## [EXERCISE DATA]
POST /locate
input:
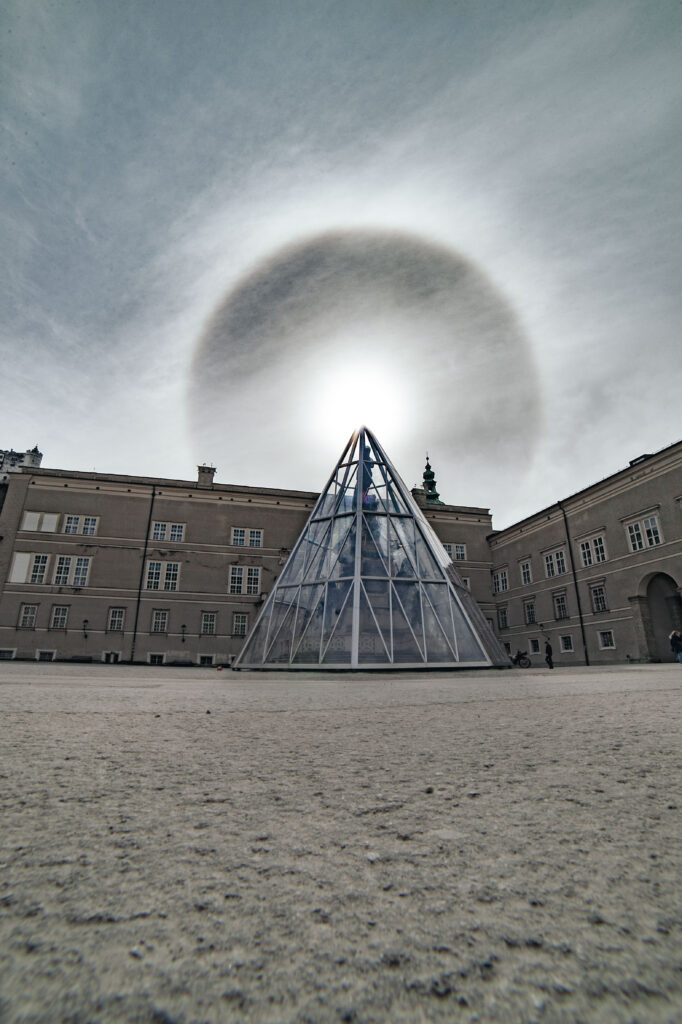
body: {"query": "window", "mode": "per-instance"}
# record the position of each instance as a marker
(59, 616)
(500, 582)
(87, 524)
(240, 622)
(117, 617)
(644, 534)
(81, 570)
(606, 641)
(28, 615)
(208, 623)
(160, 621)
(39, 568)
(593, 551)
(238, 577)
(168, 531)
(560, 607)
(555, 563)
(171, 576)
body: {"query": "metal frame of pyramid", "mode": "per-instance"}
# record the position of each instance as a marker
(369, 585)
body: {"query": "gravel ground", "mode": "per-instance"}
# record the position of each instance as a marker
(193, 846)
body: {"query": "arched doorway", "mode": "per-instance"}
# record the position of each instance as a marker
(665, 605)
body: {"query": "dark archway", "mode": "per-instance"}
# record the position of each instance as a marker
(665, 607)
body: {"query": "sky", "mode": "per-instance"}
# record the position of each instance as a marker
(235, 231)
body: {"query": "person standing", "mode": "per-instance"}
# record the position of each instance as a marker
(676, 644)
(548, 654)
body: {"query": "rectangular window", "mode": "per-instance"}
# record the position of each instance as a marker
(240, 621)
(236, 579)
(28, 615)
(606, 641)
(81, 570)
(560, 607)
(208, 623)
(59, 616)
(159, 621)
(651, 530)
(500, 582)
(171, 576)
(39, 568)
(89, 525)
(555, 564)
(117, 617)
(62, 570)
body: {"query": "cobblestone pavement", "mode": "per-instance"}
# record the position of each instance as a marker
(193, 846)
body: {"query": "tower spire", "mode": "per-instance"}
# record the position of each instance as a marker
(432, 496)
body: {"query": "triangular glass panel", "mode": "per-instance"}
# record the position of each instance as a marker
(437, 648)
(406, 647)
(371, 561)
(372, 648)
(306, 645)
(365, 585)
(378, 596)
(338, 645)
(411, 599)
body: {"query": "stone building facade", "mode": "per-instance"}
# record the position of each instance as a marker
(125, 568)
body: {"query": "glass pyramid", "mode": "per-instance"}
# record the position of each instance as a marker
(368, 584)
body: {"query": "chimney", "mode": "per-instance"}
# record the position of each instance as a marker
(206, 474)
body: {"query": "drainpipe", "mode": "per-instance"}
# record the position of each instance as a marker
(578, 593)
(141, 574)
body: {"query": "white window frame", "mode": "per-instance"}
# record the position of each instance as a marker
(59, 625)
(112, 614)
(27, 617)
(159, 616)
(240, 629)
(644, 532)
(606, 646)
(209, 617)
(560, 605)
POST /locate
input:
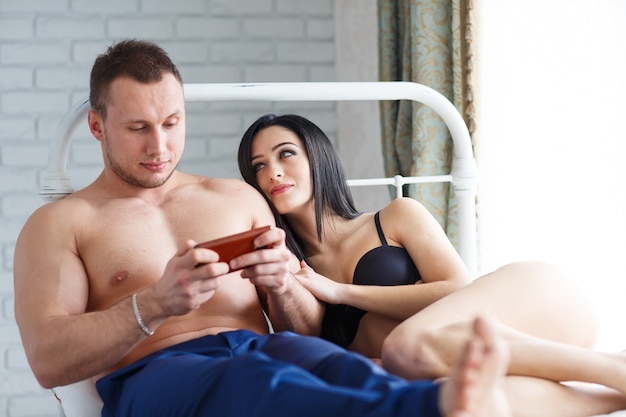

## [WORK TO BE COMPLETED]
The required answer is the count of lines in the listing that contain the word "glass", with no other text.

## [TASK RESPONSE]
2